=== Provided data ===

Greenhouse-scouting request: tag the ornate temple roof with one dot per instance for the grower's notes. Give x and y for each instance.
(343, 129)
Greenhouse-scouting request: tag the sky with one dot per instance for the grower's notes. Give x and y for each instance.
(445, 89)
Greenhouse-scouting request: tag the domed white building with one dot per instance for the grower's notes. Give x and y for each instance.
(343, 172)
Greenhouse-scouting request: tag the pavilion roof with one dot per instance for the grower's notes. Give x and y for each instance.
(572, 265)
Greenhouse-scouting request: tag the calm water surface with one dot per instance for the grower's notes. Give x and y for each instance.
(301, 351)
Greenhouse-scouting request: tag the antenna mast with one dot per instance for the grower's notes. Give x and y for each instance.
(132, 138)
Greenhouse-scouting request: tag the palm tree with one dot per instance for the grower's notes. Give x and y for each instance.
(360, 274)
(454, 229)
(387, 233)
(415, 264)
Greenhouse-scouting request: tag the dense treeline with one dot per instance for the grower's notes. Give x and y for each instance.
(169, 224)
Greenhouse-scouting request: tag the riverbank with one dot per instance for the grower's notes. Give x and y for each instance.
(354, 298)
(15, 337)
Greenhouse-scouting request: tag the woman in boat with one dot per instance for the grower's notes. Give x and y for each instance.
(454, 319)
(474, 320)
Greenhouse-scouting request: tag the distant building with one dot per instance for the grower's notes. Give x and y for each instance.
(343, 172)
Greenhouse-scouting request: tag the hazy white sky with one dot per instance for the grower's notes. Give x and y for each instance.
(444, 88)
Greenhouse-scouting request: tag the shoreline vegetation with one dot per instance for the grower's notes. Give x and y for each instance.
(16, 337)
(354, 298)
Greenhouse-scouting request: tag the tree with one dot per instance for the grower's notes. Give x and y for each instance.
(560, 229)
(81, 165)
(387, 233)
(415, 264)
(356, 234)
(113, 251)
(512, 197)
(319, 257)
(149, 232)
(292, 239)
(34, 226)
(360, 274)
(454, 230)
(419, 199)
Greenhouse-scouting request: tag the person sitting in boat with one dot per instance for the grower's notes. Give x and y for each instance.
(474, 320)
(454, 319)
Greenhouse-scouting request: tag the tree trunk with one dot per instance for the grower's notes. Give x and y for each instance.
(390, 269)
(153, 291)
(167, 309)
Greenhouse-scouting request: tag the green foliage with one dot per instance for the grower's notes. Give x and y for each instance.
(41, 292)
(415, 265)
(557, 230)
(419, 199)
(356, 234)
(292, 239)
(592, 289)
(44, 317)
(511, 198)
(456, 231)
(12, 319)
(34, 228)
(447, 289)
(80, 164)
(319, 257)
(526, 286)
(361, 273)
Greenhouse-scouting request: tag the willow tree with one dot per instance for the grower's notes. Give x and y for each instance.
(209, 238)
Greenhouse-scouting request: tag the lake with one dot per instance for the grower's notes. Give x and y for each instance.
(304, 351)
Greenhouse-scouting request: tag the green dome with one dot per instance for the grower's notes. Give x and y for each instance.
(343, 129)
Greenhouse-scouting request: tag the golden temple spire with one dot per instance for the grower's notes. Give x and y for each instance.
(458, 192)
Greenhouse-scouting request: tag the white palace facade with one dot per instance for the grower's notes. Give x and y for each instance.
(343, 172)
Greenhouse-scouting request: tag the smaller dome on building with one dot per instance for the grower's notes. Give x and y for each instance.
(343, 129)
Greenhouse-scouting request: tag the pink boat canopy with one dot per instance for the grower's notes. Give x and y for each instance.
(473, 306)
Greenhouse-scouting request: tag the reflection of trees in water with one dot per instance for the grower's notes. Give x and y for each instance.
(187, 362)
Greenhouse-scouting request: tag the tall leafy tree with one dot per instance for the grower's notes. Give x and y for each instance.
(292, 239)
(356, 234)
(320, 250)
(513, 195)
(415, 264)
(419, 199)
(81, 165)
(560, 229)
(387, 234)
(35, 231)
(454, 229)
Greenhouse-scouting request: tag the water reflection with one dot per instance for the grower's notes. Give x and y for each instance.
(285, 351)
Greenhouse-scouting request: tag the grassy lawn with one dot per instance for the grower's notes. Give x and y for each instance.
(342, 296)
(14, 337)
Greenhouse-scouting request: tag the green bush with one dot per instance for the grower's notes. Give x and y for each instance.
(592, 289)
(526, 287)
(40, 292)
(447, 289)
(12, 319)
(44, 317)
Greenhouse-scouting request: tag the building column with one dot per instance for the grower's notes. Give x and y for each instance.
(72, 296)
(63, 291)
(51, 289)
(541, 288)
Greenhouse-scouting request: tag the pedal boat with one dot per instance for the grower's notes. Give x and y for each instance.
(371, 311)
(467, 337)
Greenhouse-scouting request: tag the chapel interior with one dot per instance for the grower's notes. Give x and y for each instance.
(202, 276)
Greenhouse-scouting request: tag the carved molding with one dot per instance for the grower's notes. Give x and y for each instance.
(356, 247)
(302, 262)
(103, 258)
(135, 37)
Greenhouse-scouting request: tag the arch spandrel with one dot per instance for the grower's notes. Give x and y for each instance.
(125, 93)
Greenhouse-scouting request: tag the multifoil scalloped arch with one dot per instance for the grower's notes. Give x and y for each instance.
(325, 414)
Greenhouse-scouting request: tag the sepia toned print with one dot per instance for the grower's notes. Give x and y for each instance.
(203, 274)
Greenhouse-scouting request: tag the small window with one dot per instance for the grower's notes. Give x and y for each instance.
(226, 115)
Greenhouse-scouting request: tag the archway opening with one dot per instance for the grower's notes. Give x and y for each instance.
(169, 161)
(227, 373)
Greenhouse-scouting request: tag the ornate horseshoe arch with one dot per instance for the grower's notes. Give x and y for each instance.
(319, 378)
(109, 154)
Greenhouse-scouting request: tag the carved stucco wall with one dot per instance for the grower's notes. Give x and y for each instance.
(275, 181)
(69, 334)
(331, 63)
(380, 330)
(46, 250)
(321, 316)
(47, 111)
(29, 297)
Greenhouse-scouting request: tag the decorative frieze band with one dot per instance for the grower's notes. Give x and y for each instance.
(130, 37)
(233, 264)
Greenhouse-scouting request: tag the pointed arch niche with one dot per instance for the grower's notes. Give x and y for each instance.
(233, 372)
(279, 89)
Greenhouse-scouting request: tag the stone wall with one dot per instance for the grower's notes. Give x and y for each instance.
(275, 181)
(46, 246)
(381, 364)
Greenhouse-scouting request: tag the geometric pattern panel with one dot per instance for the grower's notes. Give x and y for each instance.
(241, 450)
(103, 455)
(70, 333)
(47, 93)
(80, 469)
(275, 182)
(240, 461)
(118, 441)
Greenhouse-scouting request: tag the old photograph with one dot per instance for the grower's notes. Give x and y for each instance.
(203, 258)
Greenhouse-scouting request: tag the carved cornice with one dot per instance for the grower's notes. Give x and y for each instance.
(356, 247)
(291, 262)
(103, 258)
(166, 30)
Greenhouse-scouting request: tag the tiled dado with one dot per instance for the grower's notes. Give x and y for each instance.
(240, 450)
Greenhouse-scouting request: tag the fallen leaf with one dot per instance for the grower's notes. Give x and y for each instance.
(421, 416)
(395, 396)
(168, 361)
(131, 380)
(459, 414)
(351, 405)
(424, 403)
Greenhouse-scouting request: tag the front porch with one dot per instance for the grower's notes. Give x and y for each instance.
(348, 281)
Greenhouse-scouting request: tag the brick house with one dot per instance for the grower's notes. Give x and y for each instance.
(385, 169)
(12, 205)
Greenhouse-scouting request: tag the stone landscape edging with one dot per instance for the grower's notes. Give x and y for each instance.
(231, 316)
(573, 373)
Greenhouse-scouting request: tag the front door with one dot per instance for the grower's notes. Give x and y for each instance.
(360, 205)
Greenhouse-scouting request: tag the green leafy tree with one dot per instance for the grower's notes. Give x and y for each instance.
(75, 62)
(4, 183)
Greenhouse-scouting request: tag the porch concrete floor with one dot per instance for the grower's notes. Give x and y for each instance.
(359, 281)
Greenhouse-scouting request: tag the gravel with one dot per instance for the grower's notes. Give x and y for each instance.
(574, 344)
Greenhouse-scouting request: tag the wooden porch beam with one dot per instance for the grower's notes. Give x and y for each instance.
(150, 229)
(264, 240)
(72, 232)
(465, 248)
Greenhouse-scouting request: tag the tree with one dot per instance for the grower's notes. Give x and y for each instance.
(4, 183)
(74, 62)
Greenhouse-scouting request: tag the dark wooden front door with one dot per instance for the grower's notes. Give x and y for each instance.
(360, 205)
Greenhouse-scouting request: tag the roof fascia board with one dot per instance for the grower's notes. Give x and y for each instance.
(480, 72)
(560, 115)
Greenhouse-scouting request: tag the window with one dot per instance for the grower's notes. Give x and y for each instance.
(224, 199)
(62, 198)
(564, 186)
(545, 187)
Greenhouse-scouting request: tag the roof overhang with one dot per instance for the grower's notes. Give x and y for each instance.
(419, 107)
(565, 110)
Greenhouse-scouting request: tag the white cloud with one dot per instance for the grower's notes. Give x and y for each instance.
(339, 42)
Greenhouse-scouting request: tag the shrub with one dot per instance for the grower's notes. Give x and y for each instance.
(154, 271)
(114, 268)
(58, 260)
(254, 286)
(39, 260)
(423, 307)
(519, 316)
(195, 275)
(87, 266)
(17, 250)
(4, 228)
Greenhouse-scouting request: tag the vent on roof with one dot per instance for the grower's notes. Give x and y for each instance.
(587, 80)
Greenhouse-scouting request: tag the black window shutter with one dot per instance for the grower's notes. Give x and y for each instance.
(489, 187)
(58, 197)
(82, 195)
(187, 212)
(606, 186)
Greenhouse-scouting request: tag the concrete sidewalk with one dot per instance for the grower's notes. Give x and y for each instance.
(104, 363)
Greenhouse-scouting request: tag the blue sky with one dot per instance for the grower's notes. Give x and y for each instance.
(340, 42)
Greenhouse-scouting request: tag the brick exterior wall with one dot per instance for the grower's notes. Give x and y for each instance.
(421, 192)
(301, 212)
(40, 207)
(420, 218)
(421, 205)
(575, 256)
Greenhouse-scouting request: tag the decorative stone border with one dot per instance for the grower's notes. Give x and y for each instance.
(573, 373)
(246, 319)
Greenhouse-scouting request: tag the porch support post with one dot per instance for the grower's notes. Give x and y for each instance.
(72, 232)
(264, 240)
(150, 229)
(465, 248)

===

= Task prompt =
Everything from the line with "Greenhouse-scouting request: tag the black" through the last line of the material above should be echoed exactly, and nothing else.

= Output below =
Greenhouse-scouting request: tag the black window shutter with one dot per instance for the grower's notes. Give x and y for each instance.
(489, 187)
(58, 197)
(82, 195)
(187, 212)
(606, 186)
Greenhouse-scouting request: tag the concrete sidewalk with one dot per instance for the grower's notes. Give x and y for each instance.
(104, 363)
Greenhouse-scouting request: tag the blue sky with one dot per instance for the grower's notes. Give x and y for each instance.
(340, 42)
Greenhouse-scouting request: tag the brick exterior wall with one dot per instance for the grower's notes. Give x and y for each instance.
(421, 192)
(301, 212)
(40, 207)
(420, 218)
(421, 205)
(575, 256)
Greenhouse-scouting request: tag the decorative stone border with one dot per instance for the grower's notes. Give x and y for each instance.
(573, 373)
(246, 319)
Greenhouse-scouting request: tag the porch support post with one dot per instance for the grower's notes. Give x and y for each instance.
(72, 232)
(264, 240)
(150, 229)
(465, 248)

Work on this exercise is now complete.